BEGIN Entries supplied

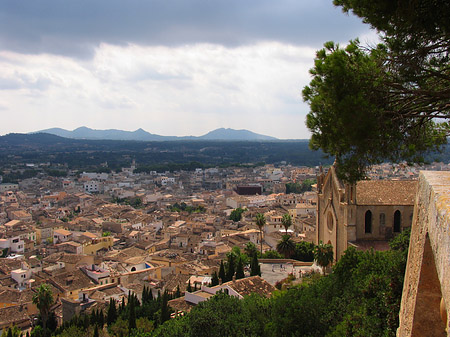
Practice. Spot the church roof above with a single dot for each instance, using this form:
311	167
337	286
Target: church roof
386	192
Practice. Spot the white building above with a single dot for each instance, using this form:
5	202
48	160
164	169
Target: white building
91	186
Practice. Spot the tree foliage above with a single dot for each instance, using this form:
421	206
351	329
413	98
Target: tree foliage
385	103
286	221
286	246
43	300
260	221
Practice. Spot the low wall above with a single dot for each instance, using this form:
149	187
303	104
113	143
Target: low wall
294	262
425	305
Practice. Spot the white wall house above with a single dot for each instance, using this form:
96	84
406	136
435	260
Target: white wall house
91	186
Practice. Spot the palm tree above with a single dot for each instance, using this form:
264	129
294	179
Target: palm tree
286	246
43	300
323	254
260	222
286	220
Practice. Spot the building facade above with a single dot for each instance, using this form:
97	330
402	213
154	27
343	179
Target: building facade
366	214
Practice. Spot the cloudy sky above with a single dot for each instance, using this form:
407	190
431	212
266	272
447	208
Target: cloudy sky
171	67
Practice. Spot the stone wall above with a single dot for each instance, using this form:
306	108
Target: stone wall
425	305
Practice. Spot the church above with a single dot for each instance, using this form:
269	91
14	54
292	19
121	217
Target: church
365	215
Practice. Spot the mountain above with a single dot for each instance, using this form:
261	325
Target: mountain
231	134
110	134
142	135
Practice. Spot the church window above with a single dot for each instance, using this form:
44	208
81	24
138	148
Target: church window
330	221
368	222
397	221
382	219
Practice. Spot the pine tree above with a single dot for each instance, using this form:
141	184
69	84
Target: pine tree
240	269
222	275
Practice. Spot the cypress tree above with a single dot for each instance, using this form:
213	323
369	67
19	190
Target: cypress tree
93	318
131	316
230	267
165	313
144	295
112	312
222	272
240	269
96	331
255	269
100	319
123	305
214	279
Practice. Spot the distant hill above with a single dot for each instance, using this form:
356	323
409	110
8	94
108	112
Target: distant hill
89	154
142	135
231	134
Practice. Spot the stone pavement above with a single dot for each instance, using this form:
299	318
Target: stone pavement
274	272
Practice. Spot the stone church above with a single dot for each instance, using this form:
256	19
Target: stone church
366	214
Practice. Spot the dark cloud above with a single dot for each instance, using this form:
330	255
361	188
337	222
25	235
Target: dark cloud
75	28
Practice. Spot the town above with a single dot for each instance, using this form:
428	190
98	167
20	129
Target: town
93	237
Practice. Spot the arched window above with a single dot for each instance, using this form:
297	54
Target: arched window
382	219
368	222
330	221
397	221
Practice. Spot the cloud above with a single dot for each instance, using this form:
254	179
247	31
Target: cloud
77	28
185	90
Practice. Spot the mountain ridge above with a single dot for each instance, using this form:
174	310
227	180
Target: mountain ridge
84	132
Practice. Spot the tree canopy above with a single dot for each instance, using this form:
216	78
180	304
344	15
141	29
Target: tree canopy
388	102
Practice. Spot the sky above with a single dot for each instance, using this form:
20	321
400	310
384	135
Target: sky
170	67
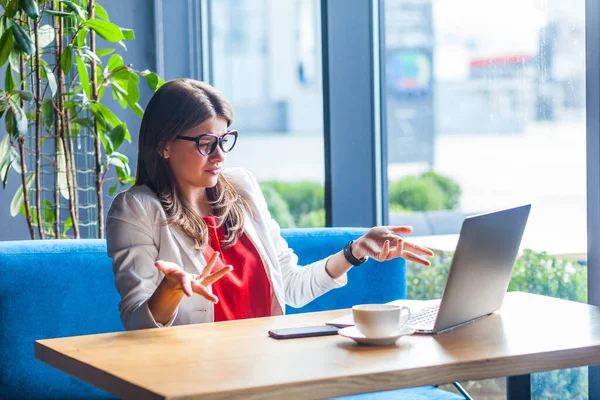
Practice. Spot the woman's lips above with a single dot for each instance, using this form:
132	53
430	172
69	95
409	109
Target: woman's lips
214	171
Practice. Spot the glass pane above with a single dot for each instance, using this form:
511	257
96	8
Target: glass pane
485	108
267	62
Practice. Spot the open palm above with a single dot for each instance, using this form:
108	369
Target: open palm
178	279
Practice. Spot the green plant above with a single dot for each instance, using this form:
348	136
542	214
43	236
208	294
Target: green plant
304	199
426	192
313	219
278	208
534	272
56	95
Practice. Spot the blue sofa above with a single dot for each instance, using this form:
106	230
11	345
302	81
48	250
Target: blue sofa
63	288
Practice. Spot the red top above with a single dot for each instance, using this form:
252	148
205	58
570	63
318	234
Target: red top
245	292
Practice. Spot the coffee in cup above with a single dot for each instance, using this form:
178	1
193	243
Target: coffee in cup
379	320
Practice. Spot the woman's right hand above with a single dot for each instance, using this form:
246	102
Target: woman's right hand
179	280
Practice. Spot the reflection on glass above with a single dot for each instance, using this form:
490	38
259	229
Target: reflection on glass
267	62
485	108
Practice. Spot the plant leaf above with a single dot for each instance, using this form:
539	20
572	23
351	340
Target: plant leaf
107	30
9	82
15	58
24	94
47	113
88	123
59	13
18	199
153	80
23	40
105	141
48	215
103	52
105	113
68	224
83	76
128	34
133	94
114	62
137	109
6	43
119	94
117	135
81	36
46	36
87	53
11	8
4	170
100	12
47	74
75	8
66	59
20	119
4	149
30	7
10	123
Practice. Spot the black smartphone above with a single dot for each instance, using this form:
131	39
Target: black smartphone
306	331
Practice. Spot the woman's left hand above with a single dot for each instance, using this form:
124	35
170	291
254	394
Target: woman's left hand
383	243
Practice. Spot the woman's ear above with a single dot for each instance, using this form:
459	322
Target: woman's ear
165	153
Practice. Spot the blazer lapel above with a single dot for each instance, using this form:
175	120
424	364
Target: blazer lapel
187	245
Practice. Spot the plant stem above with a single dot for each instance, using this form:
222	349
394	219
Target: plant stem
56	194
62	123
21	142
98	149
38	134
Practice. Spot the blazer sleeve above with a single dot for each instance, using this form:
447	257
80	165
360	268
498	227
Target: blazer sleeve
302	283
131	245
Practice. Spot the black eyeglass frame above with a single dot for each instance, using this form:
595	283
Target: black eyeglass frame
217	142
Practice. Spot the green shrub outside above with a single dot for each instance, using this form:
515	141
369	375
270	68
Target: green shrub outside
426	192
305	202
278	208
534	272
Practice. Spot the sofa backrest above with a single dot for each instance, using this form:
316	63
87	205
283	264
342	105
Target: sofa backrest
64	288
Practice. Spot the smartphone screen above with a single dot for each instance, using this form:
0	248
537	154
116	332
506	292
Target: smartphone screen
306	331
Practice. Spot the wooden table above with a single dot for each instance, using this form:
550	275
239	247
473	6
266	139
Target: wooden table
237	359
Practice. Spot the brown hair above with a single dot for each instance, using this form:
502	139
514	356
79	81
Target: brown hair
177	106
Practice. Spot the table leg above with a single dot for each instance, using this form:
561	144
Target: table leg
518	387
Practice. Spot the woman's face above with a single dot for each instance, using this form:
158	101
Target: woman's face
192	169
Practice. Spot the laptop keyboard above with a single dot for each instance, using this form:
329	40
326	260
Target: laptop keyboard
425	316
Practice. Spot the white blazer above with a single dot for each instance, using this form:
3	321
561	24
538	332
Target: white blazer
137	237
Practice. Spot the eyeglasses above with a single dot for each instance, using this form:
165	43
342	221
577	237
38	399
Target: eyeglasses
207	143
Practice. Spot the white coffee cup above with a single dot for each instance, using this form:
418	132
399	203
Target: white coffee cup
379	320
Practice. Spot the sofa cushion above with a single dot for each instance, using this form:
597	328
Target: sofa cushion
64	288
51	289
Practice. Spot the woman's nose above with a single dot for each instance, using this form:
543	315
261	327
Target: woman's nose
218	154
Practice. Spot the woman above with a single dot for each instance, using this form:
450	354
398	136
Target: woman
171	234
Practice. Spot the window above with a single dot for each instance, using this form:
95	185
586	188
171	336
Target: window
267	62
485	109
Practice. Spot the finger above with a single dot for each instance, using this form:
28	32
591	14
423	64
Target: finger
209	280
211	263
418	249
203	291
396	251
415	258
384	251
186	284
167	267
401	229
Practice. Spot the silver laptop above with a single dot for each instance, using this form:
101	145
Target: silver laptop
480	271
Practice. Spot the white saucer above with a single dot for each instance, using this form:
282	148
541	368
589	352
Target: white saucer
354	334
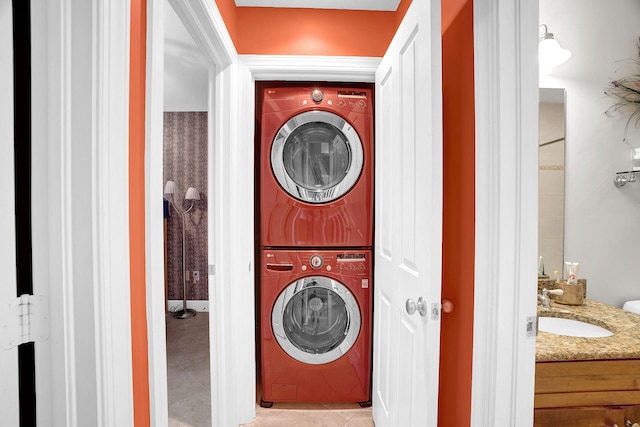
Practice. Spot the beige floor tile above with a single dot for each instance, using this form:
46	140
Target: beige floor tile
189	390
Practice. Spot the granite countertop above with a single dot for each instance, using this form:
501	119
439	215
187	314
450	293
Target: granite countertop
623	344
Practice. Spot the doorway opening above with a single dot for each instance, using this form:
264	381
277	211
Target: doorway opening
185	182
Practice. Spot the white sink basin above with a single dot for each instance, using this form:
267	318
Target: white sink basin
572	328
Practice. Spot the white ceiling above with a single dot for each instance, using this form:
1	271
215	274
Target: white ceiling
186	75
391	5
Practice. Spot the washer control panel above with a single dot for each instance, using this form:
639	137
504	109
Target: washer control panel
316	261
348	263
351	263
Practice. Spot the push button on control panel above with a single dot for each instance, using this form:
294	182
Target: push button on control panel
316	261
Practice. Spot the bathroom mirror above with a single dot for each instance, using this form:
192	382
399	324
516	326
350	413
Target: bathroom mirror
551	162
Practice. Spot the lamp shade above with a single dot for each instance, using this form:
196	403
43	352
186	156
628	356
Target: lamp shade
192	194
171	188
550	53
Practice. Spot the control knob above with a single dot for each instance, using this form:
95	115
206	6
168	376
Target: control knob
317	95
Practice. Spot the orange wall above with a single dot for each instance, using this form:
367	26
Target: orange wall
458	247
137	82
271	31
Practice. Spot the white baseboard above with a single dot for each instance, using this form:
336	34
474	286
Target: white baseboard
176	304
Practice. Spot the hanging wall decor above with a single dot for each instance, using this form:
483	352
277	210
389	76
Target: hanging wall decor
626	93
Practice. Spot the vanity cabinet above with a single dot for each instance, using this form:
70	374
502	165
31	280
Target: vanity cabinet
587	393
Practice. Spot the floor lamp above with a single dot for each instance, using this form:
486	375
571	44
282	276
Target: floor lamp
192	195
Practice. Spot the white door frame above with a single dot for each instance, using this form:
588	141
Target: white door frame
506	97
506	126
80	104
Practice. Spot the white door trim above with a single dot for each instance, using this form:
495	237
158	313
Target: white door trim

END Entries supplied

» **Activity**: For the string "trim", tally the lines above that contain it and give only the figure.

» **Written solution**: 2